▸ **THE RECORDS**:
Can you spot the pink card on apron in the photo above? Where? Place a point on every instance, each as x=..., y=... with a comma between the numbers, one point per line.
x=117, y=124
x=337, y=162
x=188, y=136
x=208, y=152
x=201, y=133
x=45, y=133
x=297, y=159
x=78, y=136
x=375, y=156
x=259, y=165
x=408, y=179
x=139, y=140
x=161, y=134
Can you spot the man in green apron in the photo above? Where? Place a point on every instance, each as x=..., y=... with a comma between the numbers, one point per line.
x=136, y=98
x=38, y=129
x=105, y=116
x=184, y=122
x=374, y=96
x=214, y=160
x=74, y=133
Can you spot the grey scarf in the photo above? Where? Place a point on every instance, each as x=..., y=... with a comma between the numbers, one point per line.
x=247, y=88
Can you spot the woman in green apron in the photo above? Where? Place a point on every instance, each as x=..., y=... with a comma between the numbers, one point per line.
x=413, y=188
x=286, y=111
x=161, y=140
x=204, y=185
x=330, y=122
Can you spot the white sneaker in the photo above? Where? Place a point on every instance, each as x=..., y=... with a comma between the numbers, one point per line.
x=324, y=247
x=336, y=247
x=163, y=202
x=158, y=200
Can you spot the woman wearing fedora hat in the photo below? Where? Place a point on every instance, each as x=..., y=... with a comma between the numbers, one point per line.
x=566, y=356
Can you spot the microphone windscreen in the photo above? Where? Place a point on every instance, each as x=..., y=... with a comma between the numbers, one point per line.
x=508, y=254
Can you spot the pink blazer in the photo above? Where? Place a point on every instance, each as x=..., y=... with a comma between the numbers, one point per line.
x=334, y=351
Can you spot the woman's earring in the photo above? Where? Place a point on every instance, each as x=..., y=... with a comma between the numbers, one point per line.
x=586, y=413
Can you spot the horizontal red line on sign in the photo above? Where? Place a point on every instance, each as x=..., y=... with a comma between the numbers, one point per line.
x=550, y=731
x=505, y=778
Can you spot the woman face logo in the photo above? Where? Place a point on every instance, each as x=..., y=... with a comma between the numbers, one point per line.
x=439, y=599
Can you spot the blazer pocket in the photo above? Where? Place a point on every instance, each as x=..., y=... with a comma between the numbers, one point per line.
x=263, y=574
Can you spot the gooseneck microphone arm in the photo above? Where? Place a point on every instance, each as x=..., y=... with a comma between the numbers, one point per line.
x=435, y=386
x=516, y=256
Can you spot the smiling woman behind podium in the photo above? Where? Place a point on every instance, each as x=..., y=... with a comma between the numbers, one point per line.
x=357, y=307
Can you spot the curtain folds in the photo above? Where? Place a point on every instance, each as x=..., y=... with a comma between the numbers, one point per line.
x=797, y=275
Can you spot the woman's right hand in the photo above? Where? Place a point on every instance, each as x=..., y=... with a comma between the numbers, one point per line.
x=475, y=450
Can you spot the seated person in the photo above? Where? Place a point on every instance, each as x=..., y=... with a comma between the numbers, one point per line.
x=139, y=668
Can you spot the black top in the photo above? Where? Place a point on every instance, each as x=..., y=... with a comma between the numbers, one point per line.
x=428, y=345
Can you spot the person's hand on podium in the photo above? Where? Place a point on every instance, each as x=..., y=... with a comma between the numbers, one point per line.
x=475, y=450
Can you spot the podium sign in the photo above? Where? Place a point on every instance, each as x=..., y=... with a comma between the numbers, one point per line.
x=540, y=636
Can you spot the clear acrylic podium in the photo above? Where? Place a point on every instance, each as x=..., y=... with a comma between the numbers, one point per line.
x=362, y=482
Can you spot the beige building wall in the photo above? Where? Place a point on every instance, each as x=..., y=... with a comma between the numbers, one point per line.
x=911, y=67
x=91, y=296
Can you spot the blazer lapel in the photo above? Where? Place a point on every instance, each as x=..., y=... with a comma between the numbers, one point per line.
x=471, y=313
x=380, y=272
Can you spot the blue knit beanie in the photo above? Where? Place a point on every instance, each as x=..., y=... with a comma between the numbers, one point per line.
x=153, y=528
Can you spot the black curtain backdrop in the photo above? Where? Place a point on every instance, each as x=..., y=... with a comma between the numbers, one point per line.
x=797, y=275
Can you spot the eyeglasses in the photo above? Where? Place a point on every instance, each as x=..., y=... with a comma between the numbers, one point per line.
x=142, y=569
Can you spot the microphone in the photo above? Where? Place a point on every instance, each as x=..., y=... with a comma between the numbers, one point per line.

▸ **WHAT THE TASK ASKS**:
Render the material from its first line up to and including the line with "x=505, y=778" as a numbered list, leaving out any blank lines.

▸ **TASK RESPONSE**:
1. Can you spot the pink card on apron in the photo above? Where? Place a point on every instance, each as x=..., y=... with a comma between the numbers, one point per line.
2. x=117, y=124
3. x=337, y=162
4. x=188, y=136
5. x=208, y=152
6. x=201, y=133
7. x=45, y=133
8. x=297, y=159
9. x=78, y=136
10. x=375, y=156
11. x=259, y=165
12. x=408, y=179
13. x=139, y=140
14. x=161, y=134
15. Can you spot the man in green apron in the photo above? Where? Place a point on every instance, each as x=..., y=... with a comma between the numbers, one point per line.
16. x=136, y=98
17. x=38, y=129
18. x=105, y=116
19. x=184, y=122
20. x=374, y=96
21. x=214, y=160
22. x=74, y=133
23. Can you spot the grey scarf in the photo above? Where? Place a point on every instance, each as x=..., y=... with a comma between the numbers, one point per line.
24. x=247, y=88
25. Can you spot the woman in green apron in the photo above? Where? Place a point on every instance, each as x=..., y=... with a comma between the numbers, one point per line.
26. x=413, y=188
27. x=286, y=111
28. x=161, y=140
29. x=204, y=185
30. x=330, y=122
31. Can you spot the white sneaker in the photo above? Where? Place a point on every instance, each as x=..., y=... with a comma between the numbers, one point per line.
32. x=324, y=247
33. x=336, y=247
34. x=163, y=202
35. x=158, y=200
36. Can you spot the woman wearing fedora hat in the photo below? Where? Place a point on every instance, each as x=..., y=... with a comma between the numbers, one point per line.
37. x=566, y=356
38. Can you spot the microphone windscreen in the photo above? Where? Place a point on every instance, each as x=..., y=... with a comma between the numbers, one point per line.
39. x=508, y=254
40. Can you spot the pink blazer in the photo above? Where? Place a point on every instance, each as x=..., y=... with a comma between the numbers, one point per line.
41. x=334, y=351
42. Can you spot the woman's earring in the photo above? Where? Place a point on every instance, each as x=..., y=... with a comma between the numbers, one point per line.
43. x=586, y=413
44. Can you spot the horizontal red line on sign in the photo above? Where? Place a point on every instance, each as x=..., y=... with a comma between the numbers, one point per line.
45. x=550, y=731
46. x=505, y=778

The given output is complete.